+++ 文档摘录 +++

百万数据查询导出(分页异步阻塞查询,SQL优化)

目标

实现查询超出百万的数据,并且对数据进行处理,导出excel表

问题所在:
查询数据速度;内存溢出;

步骤

1.分页查询(解决内存溢出)
2.异步阻塞查询组合数据(解决查询效率慢)
3.SQL优化(通过limit,索引优化效率(explain),具体字段优化)
4.主动gc,对使用完的list数据主动回收。

内容概述

本文中,每查询10w条数据,其中每1w条数据通过异步并发分页查询数据,查询的limit在0到10w中,用异步阻塞的方法获取10w条数据后,取10w条数据的最大orderId的值,做为下次查询的条件,使第10w到20w数据的查询的limit值重新从0到10w取值

PS:
1.需要注意处理异步阻塞查询数据时,并发的脏读问题
2.已知在mysql的limit中 limit 0,5000 和limit 10000,5000中offset值越大,查询效率越慢,则可以通过其他索引字段限制offset值,使offset从头开始
3.注意mybatis中的分页插件查询数据会先进行count查询再进行分页查询,查2次对大数据查询不友好

代码分析

1.创建分布式锁,限制次数(防止用户多次点击)

+++

书面练习 1
能把百万数据导出一文中从“4.主动gc,对使用完的list数据主动回收。”到“1.创建分布式锁,限制次数(防止用户多次点击)”的部分原样重抄一遍吗？
书面练习 2
能把百万数据导出一文中以“本文中，每查询10w条数据”开头的那段改写成简短的条目，并保留主要事实吗？
作答只依据百万数据导出一文。

+++ 提取材料 +++

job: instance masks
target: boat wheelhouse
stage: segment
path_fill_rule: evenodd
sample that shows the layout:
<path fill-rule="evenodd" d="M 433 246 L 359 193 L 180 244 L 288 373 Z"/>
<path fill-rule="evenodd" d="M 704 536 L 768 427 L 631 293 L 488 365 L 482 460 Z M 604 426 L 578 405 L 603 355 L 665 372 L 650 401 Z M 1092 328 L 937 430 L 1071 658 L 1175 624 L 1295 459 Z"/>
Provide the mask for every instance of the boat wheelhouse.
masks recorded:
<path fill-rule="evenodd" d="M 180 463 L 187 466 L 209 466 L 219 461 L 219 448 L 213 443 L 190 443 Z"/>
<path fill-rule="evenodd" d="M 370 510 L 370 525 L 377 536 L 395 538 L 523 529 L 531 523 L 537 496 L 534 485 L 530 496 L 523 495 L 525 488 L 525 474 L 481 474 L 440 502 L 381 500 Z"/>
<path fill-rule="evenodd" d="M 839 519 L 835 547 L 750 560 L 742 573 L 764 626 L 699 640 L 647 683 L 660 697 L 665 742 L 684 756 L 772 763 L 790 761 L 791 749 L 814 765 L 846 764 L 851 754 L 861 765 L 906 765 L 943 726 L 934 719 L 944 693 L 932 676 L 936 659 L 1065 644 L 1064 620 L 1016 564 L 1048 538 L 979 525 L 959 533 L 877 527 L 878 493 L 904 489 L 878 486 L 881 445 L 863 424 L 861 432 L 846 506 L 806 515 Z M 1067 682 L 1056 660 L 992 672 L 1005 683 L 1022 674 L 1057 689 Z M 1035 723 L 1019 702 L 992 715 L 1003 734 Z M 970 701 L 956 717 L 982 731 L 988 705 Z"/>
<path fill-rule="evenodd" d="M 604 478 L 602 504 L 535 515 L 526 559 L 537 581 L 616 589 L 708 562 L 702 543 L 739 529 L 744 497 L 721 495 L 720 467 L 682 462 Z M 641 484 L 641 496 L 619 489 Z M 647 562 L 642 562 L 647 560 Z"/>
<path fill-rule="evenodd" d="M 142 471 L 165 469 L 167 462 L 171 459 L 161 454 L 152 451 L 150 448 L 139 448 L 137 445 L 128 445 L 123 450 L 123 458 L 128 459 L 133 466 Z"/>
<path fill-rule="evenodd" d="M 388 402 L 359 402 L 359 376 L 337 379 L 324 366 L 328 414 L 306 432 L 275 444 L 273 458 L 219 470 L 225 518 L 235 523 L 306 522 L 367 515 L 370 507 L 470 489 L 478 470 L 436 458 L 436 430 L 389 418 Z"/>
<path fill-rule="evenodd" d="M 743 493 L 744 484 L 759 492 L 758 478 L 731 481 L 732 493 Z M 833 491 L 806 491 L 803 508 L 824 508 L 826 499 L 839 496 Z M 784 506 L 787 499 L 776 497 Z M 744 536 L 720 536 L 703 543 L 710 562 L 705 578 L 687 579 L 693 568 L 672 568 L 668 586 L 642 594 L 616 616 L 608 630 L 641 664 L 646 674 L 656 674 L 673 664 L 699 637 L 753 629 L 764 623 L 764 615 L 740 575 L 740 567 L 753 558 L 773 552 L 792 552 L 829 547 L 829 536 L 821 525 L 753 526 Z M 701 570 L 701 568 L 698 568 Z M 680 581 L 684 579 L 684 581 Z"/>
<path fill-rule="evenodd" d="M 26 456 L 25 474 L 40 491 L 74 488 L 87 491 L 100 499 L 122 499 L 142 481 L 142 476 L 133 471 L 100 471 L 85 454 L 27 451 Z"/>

+++

书面解答 1
4.主动gc,对使用完的list数据主动回收。

内容概述

本文中,每查询10w条数据,其中每1w条数据通过异步并发分页查询数据,查询的limit在0到10w中,用异步阻塞的方法获取10w条数据后,取10w条数据的最大orderId的值,做为下次查询的条件,使第10w到20w数据的查询的limit值重新从0到10w取值

PS:
1.需要注意处理异步阻塞查询数据时,并发的脏读问题
2.已知在mysql的limit中 limit 0,5000 和limit 10000,5000中offset值越大,查询效率越慢,则可以通过其他索引字段限制offset值,使offset从头开始
3.注意mybatis中的分页插件查询数据会先进行count查询再进行分页查询,查2次对大数据查询不友好

代码分析

1.创建分布式锁,限制次数(防止用户多次点击)

书面解答 2
- 每轮查询10w条数据。
- 其中每1w条数据通过异步并发分页查询，limit取值在0到10w之间。
- 用异步阻塞的方法获取这10w条数据后，取其中最大的orderId值，作为下次查询的条件。
- 这样第10w到20w条数据查询时，limit值重新从0到10w取值。